# FL20 vs FL22, your thoughts



## Carpn (Apr 5, 2004)

Whats your thoughts on the 22 vs the 20? I pretty much only fish Erie but some ponds to. Any thoughts?


----------



## laynhardwood (Dec 27, 2009)

I don't have any experience with the 22 but I really like the 20 the bottom 6ft zoom is awesome but it also has a bottom 12ft zoom which comes in extra handy when night fishing for crappie. I think you would like either one.


----------



## Tightlines (Jun 29, 2012)

I had both. Bought both new. Still have the 22. They are very similar as far as the features and use ability. The 22 is supposed to be HD but I don't know if i could tell much difference in target separation. Either one is a good unit. I just bought a FLX 28 and can't wait to use that this winter. Those units are nice!


----------



## quackpot (May 17, 2009)

I bought the 28 last year and wouldn't be without it


----------



## FISHIN 2 (Jun 22, 2005)

Flx-28, OOHHHHH, Those colors are purty. Went to the dark basement and WOW, some of those colors are cool, could rent it out at a disco !!! Come on ice. Sold my Fl-18 and got the 28, now need to see her in action. The first walleye that hits the ice, I'll consider it paid for too.


----------



## laynhardwood (Dec 27, 2009)

My friend Mike has a 28 it's pretty darn nice. It's expensive but you get what you pay for.


----------



## Tightlines (Jun 29, 2012)

A couple buddys have the 28. I used theirs a couple times last winter. The digital depth is very nice but the " weed mode" is even better.


----------



## lovin life (Jan 2, 2010)

Had the FL22 and it was a good unit except for the tri ducer. Manufacturer defect but vex replaced it no question. Bought the FLX28 and its definitely an upgrade. But to start out an 18 is a great unit. 

Sent from my SPH-L710 using Tapatalk


----------



## Carpn (Apr 5, 2004)

well, I'd be upgrading from a FL8 so I'm sure it would be a improvement.


----------



## Dr. Walleye (Jan 12, 2014)

I read these post with great interest since I am going to purchase my first Vexilar soon. I'm unsure whether to buy direct from Vexilar or another vendor. It's hard to find dealers around NW Ohio. Suggestions?


----------



## quackpot (May 17, 2009)

I ordered mine through Walmart.com. I bought the 28 and had it shipped to my work address for no charge. It was last year in the middle of the season, had it in three days.


----------



## lovin life (Jan 2, 2010)

Dr Walleye, i shopped around online for the FLX 28. Amazingly, Gander Mountian was the cheapest, and im not a Gander Mountian fan. Had it in 5 days. 

Sent from my SPH-L710 using Tapatalk


----------



## laynhardwood (Dec 27, 2009)

I'm not a gander mountain fan either but in a pinch I will go there


----------

Raw data:
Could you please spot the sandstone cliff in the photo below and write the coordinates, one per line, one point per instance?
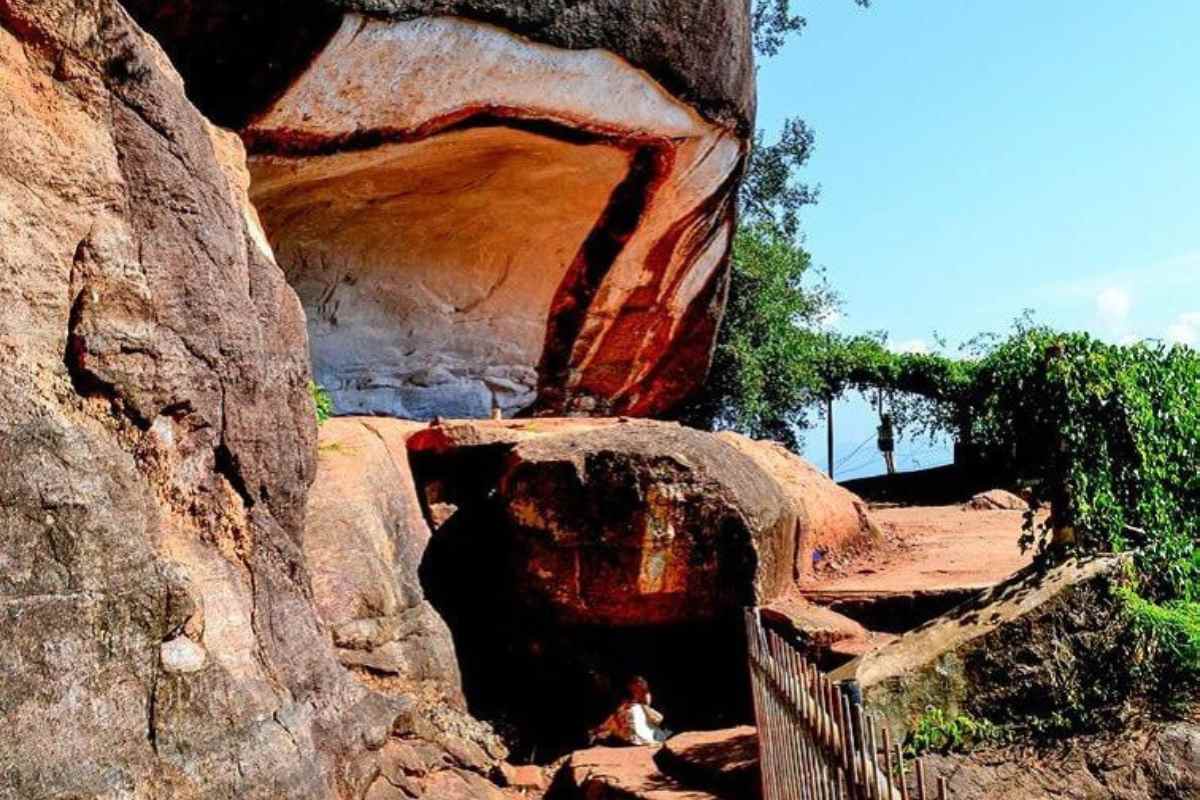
(489, 202)
(156, 445)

Written instruction: Can you print the part of the FL20 vs FL22 thread above starting with "well, I'd be" and going on through "NW Ohio. Suggestions?", word for word?

Solution to the exercise:
well, I'd be upgrading from a FL8 so I'm sure it would be a improvement.


----------



## Dr. Walleye (Jan 12, 2014)

I read these post with great interest since I am going to purchase my first Vexilar soon. I'm unsure whether to buy direct from Vexilar or another vendor. It's hard to find dealers around NW Ohio. Suggestions?